= Work request =
Copy out the lines of the material that include the string "Class".

= Data to use =

——

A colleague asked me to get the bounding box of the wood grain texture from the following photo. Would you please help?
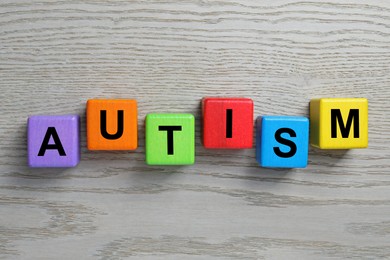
[1,0,390,259]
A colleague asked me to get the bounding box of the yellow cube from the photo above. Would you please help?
[310,98,368,149]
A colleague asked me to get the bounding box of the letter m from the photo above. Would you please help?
[331,109,359,138]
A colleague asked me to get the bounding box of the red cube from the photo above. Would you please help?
[202,97,254,149]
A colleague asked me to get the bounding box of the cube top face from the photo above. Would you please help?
[256,116,309,168]
[87,99,138,150]
[310,98,368,149]
[28,115,80,168]
[202,97,253,149]
[145,113,195,165]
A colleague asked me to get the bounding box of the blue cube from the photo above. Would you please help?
[256,116,309,168]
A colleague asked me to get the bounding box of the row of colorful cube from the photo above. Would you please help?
[28,97,368,168]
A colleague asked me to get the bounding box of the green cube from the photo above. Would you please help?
[145,113,195,165]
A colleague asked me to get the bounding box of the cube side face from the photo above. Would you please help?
[255,117,263,165]
[28,115,80,168]
[87,99,138,150]
[318,98,368,149]
[309,99,321,148]
[258,116,309,168]
[203,97,253,149]
[145,113,195,165]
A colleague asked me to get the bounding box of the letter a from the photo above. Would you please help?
[38,127,66,156]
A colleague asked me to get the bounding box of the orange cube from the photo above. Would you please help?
[87,99,138,150]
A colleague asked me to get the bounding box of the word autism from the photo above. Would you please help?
[27,97,368,168]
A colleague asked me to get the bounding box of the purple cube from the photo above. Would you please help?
[28,115,80,167]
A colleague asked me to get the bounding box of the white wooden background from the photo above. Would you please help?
[1,0,390,259]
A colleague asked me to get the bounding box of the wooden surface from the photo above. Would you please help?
[1,0,390,259]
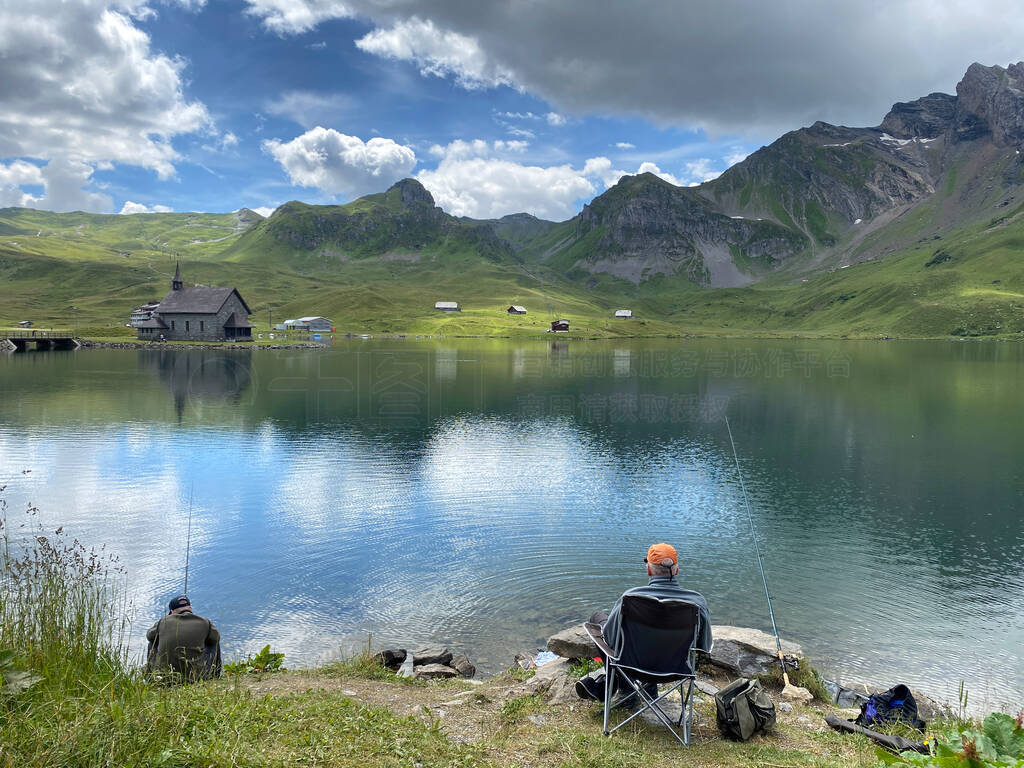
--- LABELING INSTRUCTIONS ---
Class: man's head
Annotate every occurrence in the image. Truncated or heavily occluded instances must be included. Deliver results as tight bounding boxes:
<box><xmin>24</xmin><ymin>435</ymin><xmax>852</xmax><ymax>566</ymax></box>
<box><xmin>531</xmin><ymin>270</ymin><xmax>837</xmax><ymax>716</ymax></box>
<box><xmin>168</xmin><ymin>595</ymin><xmax>192</xmax><ymax>614</ymax></box>
<box><xmin>644</xmin><ymin>543</ymin><xmax>678</xmax><ymax>578</ymax></box>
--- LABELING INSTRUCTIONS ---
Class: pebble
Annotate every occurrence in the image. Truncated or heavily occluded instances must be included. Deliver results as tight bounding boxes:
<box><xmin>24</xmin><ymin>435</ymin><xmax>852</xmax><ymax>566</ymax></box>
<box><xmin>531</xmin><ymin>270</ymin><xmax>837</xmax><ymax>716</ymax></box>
<box><xmin>342</xmin><ymin>689</ymin><xmax>357</xmax><ymax>696</ymax></box>
<box><xmin>778</xmin><ymin>702</ymin><xmax>794</xmax><ymax>713</ymax></box>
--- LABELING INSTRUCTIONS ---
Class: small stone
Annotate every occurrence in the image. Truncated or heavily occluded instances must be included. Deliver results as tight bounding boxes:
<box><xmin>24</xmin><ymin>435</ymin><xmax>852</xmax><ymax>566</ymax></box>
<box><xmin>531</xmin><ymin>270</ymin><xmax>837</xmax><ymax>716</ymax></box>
<box><xmin>341</xmin><ymin>689</ymin><xmax>358</xmax><ymax>696</ymax></box>
<box><xmin>782</xmin><ymin>684</ymin><xmax>814</xmax><ymax>703</ymax></box>
<box><xmin>412</xmin><ymin>663</ymin><xmax>458</xmax><ymax>680</ymax></box>
<box><xmin>450</xmin><ymin>653</ymin><xmax>476</xmax><ymax>678</ymax></box>
<box><xmin>777</xmin><ymin>702</ymin><xmax>794</xmax><ymax>713</ymax></box>
<box><xmin>527</xmin><ymin>715</ymin><xmax>545</xmax><ymax>725</ymax></box>
<box><xmin>412</xmin><ymin>645</ymin><xmax>453</xmax><ymax>666</ymax></box>
<box><xmin>374</xmin><ymin>648</ymin><xmax>407</xmax><ymax>669</ymax></box>
<box><xmin>396</xmin><ymin>653</ymin><xmax>414</xmax><ymax>678</ymax></box>
<box><xmin>695</xmin><ymin>679</ymin><xmax>720</xmax><ymax>696</ymax></box>
<box><xmin>547</xmin><ymin>624</ymin><xmax>600</xmax><ymax>659</ymax></box>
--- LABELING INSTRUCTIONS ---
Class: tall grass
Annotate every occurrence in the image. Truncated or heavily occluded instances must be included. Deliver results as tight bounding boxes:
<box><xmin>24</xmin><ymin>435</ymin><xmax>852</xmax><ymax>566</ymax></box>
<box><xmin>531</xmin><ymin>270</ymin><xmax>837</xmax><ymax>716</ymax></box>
<box><xmin>0</xmin><ymin>488</ymin><xmax>130</xmax><ymax>694</ymax></box>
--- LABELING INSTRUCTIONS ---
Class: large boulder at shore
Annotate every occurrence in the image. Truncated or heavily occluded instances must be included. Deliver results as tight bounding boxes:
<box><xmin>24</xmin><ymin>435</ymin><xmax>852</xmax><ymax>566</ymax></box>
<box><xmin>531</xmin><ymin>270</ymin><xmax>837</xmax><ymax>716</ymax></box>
<box><xmin>547</xmin><ymin>624</ymin><xmax>600</xmax><ymax>659</ymax></box>
<box><xmin>374</xmin><ymin>648</ymin><xmax>406</xmax><ymax>669</ymax></box>
<box><xmin>450</xmin><ymin>653</ymin><xmax>476</xmax><ymax>679</ymax></box>
<box><xmin>708</xmin><ymin>626</ymin><xmax>803</xmax><ymax>677</ymax></box>
<box><xmin>510</xmin><ymin>657</ymin><xmax>577</xmax><ymax>704</ymax></box>
<box><xmin>413</xmin><ymin>663</ymin><xmax>458</xmax><ymax>680</ymax></box>
<box><xmin>413</xmin><ymin>646</ymin><xmax>453</xmax><ymax>666</ymax></box>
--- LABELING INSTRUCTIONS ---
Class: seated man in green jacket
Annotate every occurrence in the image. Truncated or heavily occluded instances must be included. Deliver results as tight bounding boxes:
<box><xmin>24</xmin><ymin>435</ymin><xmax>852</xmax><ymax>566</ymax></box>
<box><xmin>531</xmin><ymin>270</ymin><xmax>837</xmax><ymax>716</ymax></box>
<box><xmin>146</xmin><ymin>595</ymin><xmax>222</xmax><ymax>683</ymax></box>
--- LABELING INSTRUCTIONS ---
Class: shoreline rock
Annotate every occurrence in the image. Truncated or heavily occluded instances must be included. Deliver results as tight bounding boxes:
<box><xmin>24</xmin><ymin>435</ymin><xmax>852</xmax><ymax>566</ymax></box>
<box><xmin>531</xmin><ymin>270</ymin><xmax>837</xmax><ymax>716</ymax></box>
<box><xmin>76</xmin><ymin>340</ymin><xmax>324</xmax><ymax>350</ymax></box>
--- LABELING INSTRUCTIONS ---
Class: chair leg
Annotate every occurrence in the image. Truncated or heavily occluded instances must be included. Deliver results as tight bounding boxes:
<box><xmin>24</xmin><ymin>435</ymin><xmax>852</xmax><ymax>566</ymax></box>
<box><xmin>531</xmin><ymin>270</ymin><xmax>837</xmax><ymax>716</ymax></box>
<box><xmin>602</xmin><ymin>666</ymin><xmax>613</xmax><ymax>736</ymax></box>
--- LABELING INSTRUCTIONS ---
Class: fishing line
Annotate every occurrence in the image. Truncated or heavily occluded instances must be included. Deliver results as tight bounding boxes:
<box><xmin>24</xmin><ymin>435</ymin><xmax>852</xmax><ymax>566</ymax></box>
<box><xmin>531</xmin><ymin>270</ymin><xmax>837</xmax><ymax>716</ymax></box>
<box><xmin>724</xmin><ymin>413</ymin><xmax>792</xmax><ymax>687</ymax></box>
<box><xmin>183</xmin><ymin>481</ymin><xmax>194</xmax><ymax>596</ymax></box>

——

= Solution =
Class: man's head
Class: pebble
Class: small stone
Class: tall grass
Class: large boulder at shore
Class: seated man in green jacket
Class: shoreline rock
Class: chair leg
Class: fishing line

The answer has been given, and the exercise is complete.